* Start Dataset extract *

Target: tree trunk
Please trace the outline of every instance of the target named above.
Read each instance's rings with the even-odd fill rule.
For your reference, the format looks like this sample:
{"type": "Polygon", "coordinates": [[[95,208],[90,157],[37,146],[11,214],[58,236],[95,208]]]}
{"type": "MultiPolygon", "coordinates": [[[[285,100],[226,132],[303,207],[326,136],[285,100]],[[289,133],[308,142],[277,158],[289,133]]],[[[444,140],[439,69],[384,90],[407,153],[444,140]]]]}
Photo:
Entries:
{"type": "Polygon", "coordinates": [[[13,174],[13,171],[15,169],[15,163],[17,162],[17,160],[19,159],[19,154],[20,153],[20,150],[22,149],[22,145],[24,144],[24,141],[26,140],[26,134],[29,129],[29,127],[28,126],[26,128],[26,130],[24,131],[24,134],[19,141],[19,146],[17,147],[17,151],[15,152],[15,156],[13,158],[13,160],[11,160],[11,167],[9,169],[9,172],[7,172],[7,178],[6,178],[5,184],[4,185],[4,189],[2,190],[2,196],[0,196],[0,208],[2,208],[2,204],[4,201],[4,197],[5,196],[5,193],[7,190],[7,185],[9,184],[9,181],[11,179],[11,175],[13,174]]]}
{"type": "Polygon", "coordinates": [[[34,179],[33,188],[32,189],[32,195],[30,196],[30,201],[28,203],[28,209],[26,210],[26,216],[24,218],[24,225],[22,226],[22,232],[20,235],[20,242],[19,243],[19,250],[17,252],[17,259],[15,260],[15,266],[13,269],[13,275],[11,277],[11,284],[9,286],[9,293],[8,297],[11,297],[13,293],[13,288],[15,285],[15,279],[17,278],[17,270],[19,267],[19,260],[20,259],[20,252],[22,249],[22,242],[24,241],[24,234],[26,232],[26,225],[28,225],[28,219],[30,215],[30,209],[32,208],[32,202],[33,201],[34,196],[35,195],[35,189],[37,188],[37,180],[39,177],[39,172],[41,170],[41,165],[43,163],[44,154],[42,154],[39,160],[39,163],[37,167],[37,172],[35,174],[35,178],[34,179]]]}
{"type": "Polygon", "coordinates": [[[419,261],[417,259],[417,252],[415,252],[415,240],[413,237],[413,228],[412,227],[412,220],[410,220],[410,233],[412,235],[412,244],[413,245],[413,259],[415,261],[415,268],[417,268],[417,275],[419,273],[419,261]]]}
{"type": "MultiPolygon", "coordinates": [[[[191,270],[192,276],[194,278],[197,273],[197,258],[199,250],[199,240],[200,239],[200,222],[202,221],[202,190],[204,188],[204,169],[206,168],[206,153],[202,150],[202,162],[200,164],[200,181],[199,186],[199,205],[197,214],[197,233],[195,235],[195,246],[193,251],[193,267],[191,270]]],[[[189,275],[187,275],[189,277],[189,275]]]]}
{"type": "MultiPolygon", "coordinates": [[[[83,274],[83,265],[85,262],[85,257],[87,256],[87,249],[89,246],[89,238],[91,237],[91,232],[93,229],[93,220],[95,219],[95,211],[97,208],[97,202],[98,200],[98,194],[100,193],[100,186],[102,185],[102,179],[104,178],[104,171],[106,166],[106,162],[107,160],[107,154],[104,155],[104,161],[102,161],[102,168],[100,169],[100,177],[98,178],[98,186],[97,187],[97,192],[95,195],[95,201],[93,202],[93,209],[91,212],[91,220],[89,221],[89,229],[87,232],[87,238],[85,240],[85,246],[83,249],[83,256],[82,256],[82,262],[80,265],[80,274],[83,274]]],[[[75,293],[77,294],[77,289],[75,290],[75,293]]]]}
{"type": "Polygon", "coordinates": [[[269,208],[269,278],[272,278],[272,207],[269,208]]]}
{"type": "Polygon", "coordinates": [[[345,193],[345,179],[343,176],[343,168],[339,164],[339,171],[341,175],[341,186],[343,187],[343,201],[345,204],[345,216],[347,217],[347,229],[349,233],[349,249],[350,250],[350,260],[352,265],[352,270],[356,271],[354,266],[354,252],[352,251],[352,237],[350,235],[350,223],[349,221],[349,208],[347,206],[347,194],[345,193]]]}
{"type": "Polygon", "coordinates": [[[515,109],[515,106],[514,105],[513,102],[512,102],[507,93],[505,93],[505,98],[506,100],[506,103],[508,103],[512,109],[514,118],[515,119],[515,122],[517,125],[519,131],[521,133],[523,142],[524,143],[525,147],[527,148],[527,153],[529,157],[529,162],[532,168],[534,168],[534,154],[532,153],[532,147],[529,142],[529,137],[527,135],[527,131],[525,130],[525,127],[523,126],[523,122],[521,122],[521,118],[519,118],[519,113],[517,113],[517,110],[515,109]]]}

* End Dataset extract *

# What is being asked:
Exactly as shown above, return every record.

# Problem solution:
Target: tree trunk
Please trace the outline of every instance of the target named above.
Read each instance's rings with the even-odd fill rule.
For your reference, the format looks like this sample:
{"type": "Polygon", "coordinates": [[[95,208],[90,157],[37,146],[11,214],[58,236],[95,208]]]}
{"type": "MultiPolygon", "coordinates": [[[[285,100],[226,132],[303,207],[326,136],[285,100]],[[289,133],[308,142],[277,158],[289,133]]],[[[444,140],[439,69],[384,90],[407,153],[444,140]]]]}
Photo:
Entries:
{"type": "Polygon", "coordinates": [[[13,174],[13,171],[15,169],[15,163],[17,162],[17,160],[19,159],[19,154],[20,153],[20,150],[22,149],[22,145],[24,144],[24,141],[26,140],[26,134],[29,129],[29,127],[28,126],[26,128],[26,130],[24,131],[24,134],[19,141],[19,146],[17,147],[17,151],[15,152],[15,156],[13,158],[13,160],[11,160],[11,167],[9,169],[9,172],[7,172],[7,178],[6,178],[5,184],[4,185],[4,189],[2,190],[2,196],[0,196],[0,208],[2,208],[2,204],[4,201],[4,197],[5,196],[5,193],[7,190],[7,185],[9,184],[9,181],[11,179],[11,175],[13,174]]]}
{"type": "Polygon", "coordinates": [[[34,179],[33,188],[32,189],[32,195],[30,196],[30,201],[28,203],[28,209],[26,210],[26,216],[24,218],[24,225],[22,226],[22,232],[20,235],[20,242],[19,243],[19,250],[17,252],[17,259],[15,260],[15,266],[13,269],[13,275],[11,277],[11,284],[9,286],[9,293],[8,297],[11,297],[13,293],[13,288],[15,285],[15,279],[17,278],[17,270],[19,267],[19,260],[20,259],[20,252],[22,249],[22,242],[24,241],[24,234],[26,232],[26,225],[28,225],[28,219],[30,215],[30,209],[32,208],[32,202],[33,201],[34,196],[35,195],[35,189],[37,188],[37,180],[39,177],[39,172],[41,170],[41,165],[43,163],[44,154],[42,154],[39,160],[39,163],[37,167],[37,172],[35,174],[35,178],[34,179]]]}
{"type": "Polygon", "coordinates": [[[419,261],[417,259],[417,252],[415,252],[415,240],[413,237],[413,228],[412,227],[412,220],[410,220],[410,233],[412,235],[412,244],[413,245],[413,259],[415,261],[415,268],[417,268],[417,275],[419,273],[419,261]]]}
{"type": "MultiPolygon", "coordinates": [[[[191,270],[192,276],[194,278],[197,273],[197,258],[199,250],[199,240],[200,239],[200,222],[202,221],[202,190],[204,188],[204,169],[206,168],[206,153],[202,150],[202,162],[200,164],[200,181],[199,186],[199,205],[197,214],[197,233],[195,235],[195,246],[193,251],[193,267],[191,270]]],[[[189,275],[187,275],[189,277],[189,275]]]]}
{"type": "MultiPolygon", "coordinates": [[[[83,274],[83,265],[85,262],[85,257],[87,256],[87,249],[89,246],[89,238],[91,237],[91,232],[93,229],[93,220],[95,219],[95,211],[97,208],[97,202],[98,200],[98,194],[100,193],[100,186],[102,185],[102,179],[104,178],[104,171],[106,166],[106,162],[107,160],[107,154],[104,155],[104,161],[102,161],[102,168],[100,169],[100,177],[98,178],[98,186],[97,187],[97,192],[95,195],[95,201],[93,202],[93,209],[91,212],[91,220],[89,221],[89,229],[87,232],[87,238],[85,240],[85,246],[83,249],[83,256],[82,256],[82,262],[80,265],[80,274],[83,274]]],[[[75,293],[77,294],[77,289],[75,290],[75,293]]]]}
{"type": "Polygon", "coordinates": [[[269,208],[269,278],[272,278],[272,207],[269,208]]]}
{"type": "Polygon", "coordinates": [[[345,193],[345,179],[343,176],[343,168],[339,164],[339,171],[341,175],[341,186],[343,187],[343,201],[345,204],[345,216],[347,217],[347,229],[349,233],[349,249],[350,250],[350,260],[352,265],[352,270],[356,271],[354,266],[354,252],[352,251],[352,237],[350,235],[350,223],[349,221],[349,208],[347,206],[347,194],[345,193]]]}
{"type": "Polygon", "coordinates": [[[515,109],[515,106],[514,105],[513,102],[512,102],[507,93],[505,93],[505,98],[506,100],[506,103],[508,103],[512,109],[514,118],[515,119],[515,122],[517,125],[519,131],[521,133],[523,142],[524,143],[525,147],[527,148],[527,153],[529,157],[529,162],[532,168],[534,168],[534,154],[532,153],[532,147],[529,142],[529,137],[527,135],[527,131],[525,130],[525,127],[523,126],[523,122],[521,122],[521,118],[519,118],[519,113],[517,113],[517,110],[515,109]]]}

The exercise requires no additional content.